## [SET PROBLEM]
Start at the line that has "Phrase: eyelid" and rewrite every line through the end of the listing, requests included, scaling each point coordinate in the answers by 2.05 and rounding to whole numbers with halves going up. Omit the pictures.

#### DATA SUPPLIED ####

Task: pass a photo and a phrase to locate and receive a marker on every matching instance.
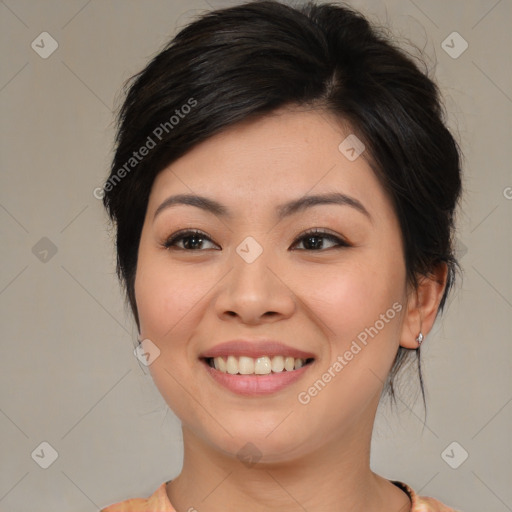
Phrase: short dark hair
(240, 63)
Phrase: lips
(254, 349)
(255, 385)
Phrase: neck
(336, 477)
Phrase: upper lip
(255, 348)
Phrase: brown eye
(314, 240)
(192, 240)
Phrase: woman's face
(255, 274)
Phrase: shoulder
(157, 502)
(423, 503)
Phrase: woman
(283, 191)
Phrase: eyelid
(321, 232)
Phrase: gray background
(68, 375)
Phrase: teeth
(289, 364)
(263, 365)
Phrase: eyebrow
(283, 210)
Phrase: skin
(316, 456)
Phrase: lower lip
(256, 385)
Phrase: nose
(255, 292)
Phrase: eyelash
(189, 233)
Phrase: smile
(263, 365)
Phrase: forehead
(279, 157)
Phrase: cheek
(165, 295)
(352, 297)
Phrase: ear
(422, 305)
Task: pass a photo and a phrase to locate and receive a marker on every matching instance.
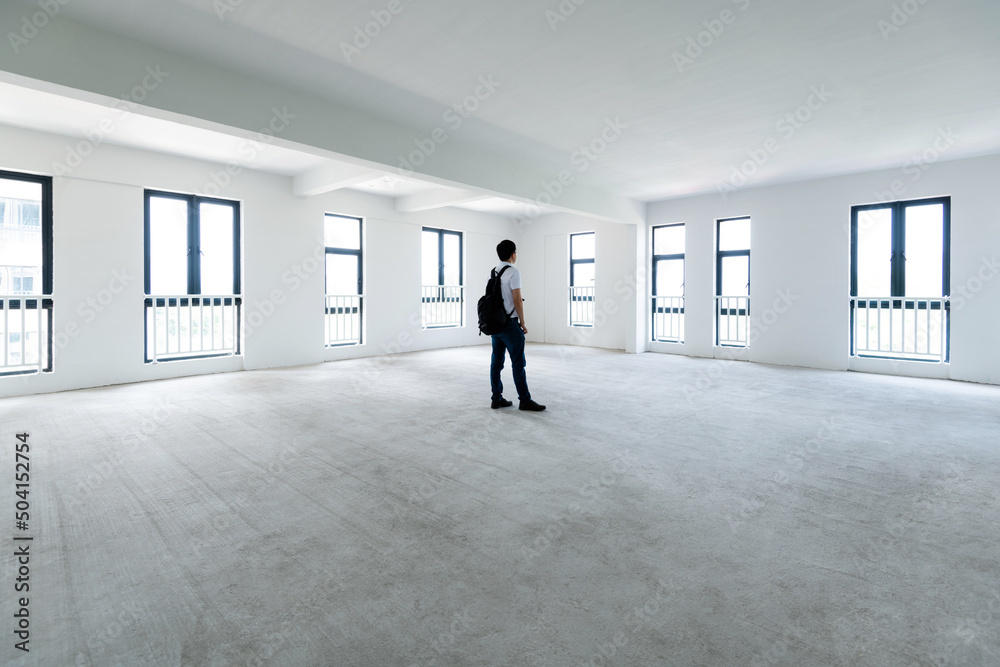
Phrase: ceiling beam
(333, 176)
(185, 89)
(438, 198)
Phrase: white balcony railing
(443, 306)
(732, 320)
(26, 334)
(668, 319)
(343, 320)
(581, 306)
(188, 326)
(900, 328)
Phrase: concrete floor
(663, 511)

####

## [SOLUTION]
Phrase: eyelid
(658, 476)
Phrase: gray background
(139, 769)
Phrase: teeth
(592, 746)
(539, 748)
Phrase: eyebrow
(580, 431)
Phrase: skin
(648, 935)
Phrase: lower lip
(525, 789)
Phrase: nose
(523, 599)
Phrase: eyelash
(387, 478)
Phrase: smile
(539, 748)
Phrase: forehead
(572, 322)
Phrase: cheek
(338, 605)
(722, 609)
Phrase: ear
(865, 625)
Task: pass a photo and a phrase to locate and receive a marker on every matching instance.
Phrase: ceiling beam
(683, 361)
(379, 182)
(898, 406)
Phrase: white balcony railing
(908, 627)
(1501, 656)
(53, 685)
(1369, 654)
(703, 656)
(1191, 627)
(385, 668)
(1845, 672)
Phrase: concrete floor
(1359, 1048)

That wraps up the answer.